Print all of the records below word for word, leaving every line unchanged.

★ ★ ★ ★ ★ ★ ★

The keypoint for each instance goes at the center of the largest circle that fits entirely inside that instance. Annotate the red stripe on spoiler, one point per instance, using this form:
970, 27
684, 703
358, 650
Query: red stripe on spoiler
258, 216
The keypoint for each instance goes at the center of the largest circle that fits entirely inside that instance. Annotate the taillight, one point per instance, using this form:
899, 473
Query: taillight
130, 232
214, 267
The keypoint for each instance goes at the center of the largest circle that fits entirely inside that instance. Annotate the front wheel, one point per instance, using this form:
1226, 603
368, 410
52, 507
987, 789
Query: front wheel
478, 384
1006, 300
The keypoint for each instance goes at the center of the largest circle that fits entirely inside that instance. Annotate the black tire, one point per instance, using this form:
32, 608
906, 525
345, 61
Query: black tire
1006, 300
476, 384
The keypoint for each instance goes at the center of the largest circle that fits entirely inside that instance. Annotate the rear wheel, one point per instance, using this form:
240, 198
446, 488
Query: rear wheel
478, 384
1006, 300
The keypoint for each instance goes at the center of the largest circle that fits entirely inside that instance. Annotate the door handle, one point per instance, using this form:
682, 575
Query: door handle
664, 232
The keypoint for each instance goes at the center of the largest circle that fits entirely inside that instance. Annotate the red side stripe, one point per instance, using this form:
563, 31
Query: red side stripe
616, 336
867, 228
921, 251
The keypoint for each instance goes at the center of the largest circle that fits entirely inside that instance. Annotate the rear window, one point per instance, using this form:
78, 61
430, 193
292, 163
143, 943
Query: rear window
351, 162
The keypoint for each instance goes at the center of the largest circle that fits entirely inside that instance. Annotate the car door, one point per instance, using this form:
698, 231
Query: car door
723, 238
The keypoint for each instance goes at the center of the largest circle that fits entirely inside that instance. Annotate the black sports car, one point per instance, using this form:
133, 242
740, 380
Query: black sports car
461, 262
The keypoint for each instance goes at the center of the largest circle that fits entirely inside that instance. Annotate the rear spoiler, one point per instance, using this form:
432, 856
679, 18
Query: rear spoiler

★ ★ ★ ★ ★ ★ ★

### Solution
The keypoint for each instance goes at the center of the largest circle that fits entirely inside that instance. Annotate the red stripe on spoiler, one point per instance, using this form:
970, 27
684, 703
358, 650
Query: red stripe on spoiler
258, 216
The keypoint for each instance goes at the center of the largest circle that fits entirely inside that instance. Annotate the taillight, one point per instance, using this form:
899, 473
Query: taillight
130, 232
214, 267
The keypoint for each instance goes at the center of the largest circle that fits entirely inside that instance. Annotate the front wheel, one point per instance, using this form:
1226, 603
368, 410
52, 507
987, 789
Query: front wheel
478, 384
1006, 300
The keypoint for each instance goes at the center of the largest circle that fits entirely inside that instance. Annotate the black tire, one point per instance, using this form:
32, 608
906, 525
345, 61
Query: black tire
1006, 300
476, 384
The keypoint for each instance goes at the center of the largest circle that fits entirely inside that instance. Annotate the rear wheel, one point per instance, using this form:
240, 198
446, 488
Query: rear wheel
478, 384
1006, 300
The keypoint for each instance goes at the center of the largest circle that fits entirely inside that instance. Annotate the door handle, one point per instance, using this form:
682, 575
Query: door handle
664, 232
The keypoint for each instance goes at the center of the largest circle that fits entirely inside that instance. Annotate the red side stripe, one point per instance, using this form:
563, 31
Query: red side stripe
616, 336
867, 228
921, 251
The keypoint for each instance goes at the center of the largest circle that fits entirely inside that instance. Annotate the rear window, one point per instance, using this form:
78, 61
430, 193
292, 163
143, 943
Query: rear window
351, 162
The keypoint for each instance goes at the center of the largest circle that fits entirely inside that instance. Annotate the car door, one point per instance, using this form:
698, 231
Query: car door
723, 238
The keypoint for each instance goes at the center of the largest circle that fits entirely inside that instance. Annotate the black sports car, one point per instance, using this form:
133, 242
740, 380
Query: black sports car
461, 262
The keypoint for each instance goes at the center of the largest circle that fits entirely inside that instance. Annotate the rear spoiler, one point per instance, using this form:
432, 856
679, 18
Query: rear spoiler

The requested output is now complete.